Swap "dark background" for "black backdrop" wherever it appears in the lines below, and keep everything else the same. Leave the pictures out of your copy.

- [Records from an annotation dataset]:
------
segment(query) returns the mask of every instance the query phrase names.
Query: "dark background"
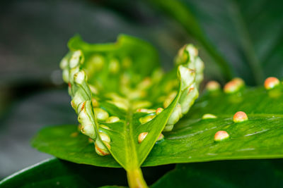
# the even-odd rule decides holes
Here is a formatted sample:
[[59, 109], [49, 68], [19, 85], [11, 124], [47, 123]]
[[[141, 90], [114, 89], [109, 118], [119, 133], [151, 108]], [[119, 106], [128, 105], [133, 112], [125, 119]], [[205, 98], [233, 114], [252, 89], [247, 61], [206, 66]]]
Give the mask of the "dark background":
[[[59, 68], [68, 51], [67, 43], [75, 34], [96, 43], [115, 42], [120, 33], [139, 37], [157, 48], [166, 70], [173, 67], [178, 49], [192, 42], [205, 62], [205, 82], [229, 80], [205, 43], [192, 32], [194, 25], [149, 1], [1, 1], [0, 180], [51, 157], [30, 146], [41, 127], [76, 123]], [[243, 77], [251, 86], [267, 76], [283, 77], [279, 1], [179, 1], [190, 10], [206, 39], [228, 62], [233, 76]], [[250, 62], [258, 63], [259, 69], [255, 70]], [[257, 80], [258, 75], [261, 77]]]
------
- [EXERCISE OUTPUT]:
segment(query) returns the mask of every instance the query phrase names.
Query: "black backdrop"
# the even-odd rule decides holes
Here is a formatted sample:
[[59, 109], [49, 68], [19, 85], [11, 124], [47, 123]]
[[[141, 90], [114, 89], [109, 118], [119, 133], [151, 108]], [[119, 106], [128, 105], [133, 112], [125, 119]], [[205, 98], [233, 114], [252, 89], [247, 61], [206, 66]]]
Give the mask of the "black backdrop":
[[[59, 68], [68, 51], [67, 43], [75, 34], [96, 43], [115, 42], [120, 33], [139, 37], [157, 48], [166, 70], [173, 67], [178, 49], [192, 42], [205, 62], [205, 82], [229, 80], [205, 43], [192, 32], [194, 25], [149, 1], [1, 1], [0, 180], [51, 157], [30, 146], [41, 127], [76, 123]], [[243, 77], [251, 86], [267, 76], [283, 77], [279, 1], [179, 1], [190, 10], [206, 39], [228, 62], [233, 76]], [[250, 62], [258, 63], [259, 69], [255, 70]], [[257, 80], [258, 75], [261, 77]]]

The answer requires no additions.